[Start of Text shown]
When the cylinder 70 is in the extended or normal condition of FIGS. 4, 7 and 8, the linkage 54 has a maximum length. When the cylinder 70 is contracted in response to the occurrence of an impending "two-blocking" condition, the linkage 54 has a minimum length. The difference between the two lengths of the linkage 54 is exactly the amount required to move the valve 50 from the third actuated position to the second or neutral position.
The safety cylinder 70 is mounted between links 58 and 59 (FIG. 3) on the movable angle bracket 78. The threaded end portion 72 (FIG. 4) of link 58 is engaged by a suitably threaded passage in one leg 76 of an angle bracket 78. Lock nuts 80 and 82 assure that the link 58 does not vibrate loose. The second leg 84 of angle bracket 78 is disposed at a right angle to the first leg 76 with the link 58 coaxial with the link 59 and with safety cylinder 70. The hydraulic safety cylinder 70 is of a known construction and includes suitable stop surfaces 85 to limit the motion of the circular piston 92. Although the mounting arrangement of only the cylinder 70 on the bracket 78 is shown in FIGS. 4 and 5, similar mounting arrangements are used in association with the cylinders 70a, 70b and 70c (see FIG. 2). Hydraulic fluid is supplied to the safety cylinders 70, 70a, 70b, and 70c through flexible conduits 95 and 97.
The "anti-two-block" system 29 of the present invention will shorten each of the four linkages 54, 54a, 54b and 54c when the system receives a signal from a detector assembly 71 (FIGS. 1 and 6) indicating that "two-blocking" is imminent (FIG. 2). Shortening the linkages 54, 54a, 54b and 54c makes sure that the control valves 50, 50a, 50b, and 50c are not in danger producing modes: that is, boom extend, pivot boom downward, and auxiliary or main winch cable pull in modes. During normal operation hydraulic fluid under pressure is supplied to port 94 of cylinder 70 through a flexible conduit 95 and port 96 is connected to the flexible fluid return conduit 97 (FIG. 4). Thus during normal operation the cylinder 70 is in the extended position with the piston 92 to the right as shown in FIG. 4.
When the "anti-two-block" system 29 is activated, a control valve 108 (FIG. 8) is actuated (FIG. 9) to direct high pressure fluid to the rod end of the cylinder 70 through the conduit 97 and to connect the head end of the cylinder with drain through the conduit 95. This causes piston 92 to move to the left (FIG. 5) and the linkage 54 to contract. If control valve 50 had been in a dangerous "two-block" causing mode, it is returned to its neutral position.
[End of Text shown]
Translate into French this sentence from the anti-two-block system text: "Hydraulic fluid is supplied to the safety cylinders 70, 70a, 70b, and 70c through flexible conduits 95 and 97."
[Start of Dataset excerpts]
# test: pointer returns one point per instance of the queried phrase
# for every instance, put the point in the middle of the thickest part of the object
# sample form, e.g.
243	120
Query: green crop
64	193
[End of Dataset excerpts]
» Result of the task: Le fluide hydraulique est fourni aux vérins de sécurité 70, 70a, 70b et 70c par l'intermédiaire des conduits flexibles 95 et 97.